To do:
Continue the text excerpt about growing up with tornadoes, starting right after its final sentence.

Earlier this week, a couple of tornados rampaged through towns south of Oklahoma City — about a hour’s drive from where I live.  It’s left me thinking about how certain monsters go with certain places.  I grew up in the American Midwest, specifically, Illinois.  Fewer tornadoes than Oklahoma, but hardly safe from them.

In fact, lurking amid of my earliest memories are those nights when the sirens sounded and my parents woke me up to rush us all down to the basement.  It was our version of the London Blitz.  And the boy who crept back upstairs developed a curious interest in monsters, albeit more humanoid and cinematic ones.  Vampires, werewolves, and the other usual suspects.

Perhaps they served as a distraction from the real monster.

Dorothy & Toto on the RunBut distractions only distract for so long.  When I was in my 20s, I moved to the Boston area (which, of course, recently experienced another kind of monster).  Down the street, the Somerville Theatre gave me the chance to finally see the famous 1939 film version of The Wizard of Oz on the big screen!  I had grown up with this movie, mostly watching it in black & white.  My father — one of the first on his block to have TV in the early 1950s — took forever to make the transition to color television.  But, as I sat in that movie theater, it wasn’t Judy Garland’s journey into Technicolor that affected me most.  It wasn’t even seeing those demonic flying monkeys projected ten-feet tall.

It was the tornado scene.  Nightmarish memories.  Sweaty palms.  An urge to seek shelter.  I had journeyed all the way into New England, but it wasn’t far enough for me to escape the monster of the Midwest.

Then I journeyed back.  Wisconsin first, but then into Oklahoma.  Into Tornado Alley’s express lane.

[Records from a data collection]
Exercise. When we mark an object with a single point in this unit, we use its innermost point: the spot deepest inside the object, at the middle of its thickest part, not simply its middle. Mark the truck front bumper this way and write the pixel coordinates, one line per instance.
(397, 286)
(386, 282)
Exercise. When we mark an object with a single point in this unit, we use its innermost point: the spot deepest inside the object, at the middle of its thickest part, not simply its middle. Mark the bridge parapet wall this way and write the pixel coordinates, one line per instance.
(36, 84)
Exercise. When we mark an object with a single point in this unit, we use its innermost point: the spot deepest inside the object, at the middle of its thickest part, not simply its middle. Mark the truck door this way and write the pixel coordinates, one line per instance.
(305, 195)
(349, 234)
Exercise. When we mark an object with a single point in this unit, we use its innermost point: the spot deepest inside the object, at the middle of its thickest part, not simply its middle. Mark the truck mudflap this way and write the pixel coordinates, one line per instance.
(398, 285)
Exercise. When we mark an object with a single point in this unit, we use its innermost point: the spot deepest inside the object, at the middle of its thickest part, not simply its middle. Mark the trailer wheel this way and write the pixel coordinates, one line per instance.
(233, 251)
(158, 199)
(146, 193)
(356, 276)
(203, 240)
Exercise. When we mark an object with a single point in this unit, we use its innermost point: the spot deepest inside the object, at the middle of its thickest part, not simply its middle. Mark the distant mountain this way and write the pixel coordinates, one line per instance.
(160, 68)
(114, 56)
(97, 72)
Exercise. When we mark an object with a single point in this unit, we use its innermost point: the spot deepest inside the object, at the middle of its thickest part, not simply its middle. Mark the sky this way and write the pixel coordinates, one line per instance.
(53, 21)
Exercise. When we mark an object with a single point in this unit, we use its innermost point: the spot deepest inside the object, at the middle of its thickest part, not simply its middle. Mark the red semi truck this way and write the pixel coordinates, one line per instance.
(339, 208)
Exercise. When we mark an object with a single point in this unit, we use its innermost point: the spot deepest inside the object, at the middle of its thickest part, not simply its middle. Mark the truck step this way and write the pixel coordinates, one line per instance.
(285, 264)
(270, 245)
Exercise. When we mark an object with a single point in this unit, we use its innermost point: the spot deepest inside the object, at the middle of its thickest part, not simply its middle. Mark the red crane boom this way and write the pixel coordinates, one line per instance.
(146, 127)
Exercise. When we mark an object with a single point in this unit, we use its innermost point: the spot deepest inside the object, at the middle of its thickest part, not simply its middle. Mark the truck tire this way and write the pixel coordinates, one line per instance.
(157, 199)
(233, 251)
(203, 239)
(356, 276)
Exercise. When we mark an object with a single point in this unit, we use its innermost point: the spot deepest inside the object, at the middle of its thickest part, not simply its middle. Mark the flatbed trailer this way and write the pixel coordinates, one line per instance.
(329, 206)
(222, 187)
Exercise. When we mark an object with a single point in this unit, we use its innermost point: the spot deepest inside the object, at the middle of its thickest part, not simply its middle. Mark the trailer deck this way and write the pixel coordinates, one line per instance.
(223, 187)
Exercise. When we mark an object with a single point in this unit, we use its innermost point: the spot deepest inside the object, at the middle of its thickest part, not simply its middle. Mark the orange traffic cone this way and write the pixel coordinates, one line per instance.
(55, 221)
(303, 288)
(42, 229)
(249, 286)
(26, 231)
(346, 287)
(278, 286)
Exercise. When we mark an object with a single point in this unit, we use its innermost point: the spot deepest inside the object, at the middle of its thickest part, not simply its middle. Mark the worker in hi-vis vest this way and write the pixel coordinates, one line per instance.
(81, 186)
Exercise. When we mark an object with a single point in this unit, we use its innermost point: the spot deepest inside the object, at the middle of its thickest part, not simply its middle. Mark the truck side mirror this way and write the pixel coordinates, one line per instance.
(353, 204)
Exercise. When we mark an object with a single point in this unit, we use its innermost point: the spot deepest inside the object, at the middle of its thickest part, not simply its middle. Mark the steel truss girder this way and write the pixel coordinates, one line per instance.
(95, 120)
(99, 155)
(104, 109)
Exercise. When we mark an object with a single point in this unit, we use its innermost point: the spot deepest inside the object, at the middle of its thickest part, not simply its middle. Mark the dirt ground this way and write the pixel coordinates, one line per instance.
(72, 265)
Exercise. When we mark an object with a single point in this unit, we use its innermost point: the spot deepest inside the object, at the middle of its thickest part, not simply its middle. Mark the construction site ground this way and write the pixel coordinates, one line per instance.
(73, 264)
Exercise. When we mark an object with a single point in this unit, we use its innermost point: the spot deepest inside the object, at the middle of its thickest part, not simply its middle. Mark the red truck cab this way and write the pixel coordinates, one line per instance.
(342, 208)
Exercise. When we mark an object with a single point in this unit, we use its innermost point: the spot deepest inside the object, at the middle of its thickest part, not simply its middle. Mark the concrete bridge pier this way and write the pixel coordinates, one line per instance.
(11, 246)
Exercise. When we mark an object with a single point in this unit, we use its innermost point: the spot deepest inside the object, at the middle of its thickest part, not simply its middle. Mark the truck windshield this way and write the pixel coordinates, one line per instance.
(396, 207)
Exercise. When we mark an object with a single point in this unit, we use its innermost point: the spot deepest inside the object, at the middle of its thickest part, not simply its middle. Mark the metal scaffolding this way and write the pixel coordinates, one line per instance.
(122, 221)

Answer to this task:
During this week’s local news stories of tragedy and loss and destruction and survival and reunion and resilience, I came up with an idea for a story of my own.  A fictional story — maybe a short story.  Maybe an audio drama?  Anyway, it involves a group of characters traveling from California to Oklahoma — catch that nod to Steinbeck? — to film a low-budget zombie movie.  Let’s say the zombie plague is an aftereffect of crops genetically engineered by the Malsatan Corporation.  (Any resemblance between Malsatan Corp. and any real agricultural corporation that’s frankensteining your side dishes is purely coincidental.)

Almost right away, a major tornado strikes!  Once the skies begin to clear, our zombie-movie cast and crew are drawn into the rescue efforts.  For example, they learn that the search through the rubble for survivors will have to be postponed due to the sun going down, so they offer their lights.  The actors organize a fundraiser variety show.  The make-up artist helps kids enjoy their bruised and bloodied faces by turning them into three-foot zombies that go stomping around the hospital.  Along the way, the filmmakers learn that the stereotypes about Midwesterners don’t hold up.  And the Midwesterners learn that stereotypes about people from the West Coast — well, stereotypes aren’t always inaccurate.

In the end, what little budget there was for the film is gone.  The zombie movie is never made, but the cast and crew have experienced a very different kind of monster.  Sure, a monster that’s far less trendy and profitable than zombies.  But one that’s far more real.

At its core, you see, it would be a story about growing up.  A semi-autobiographical story.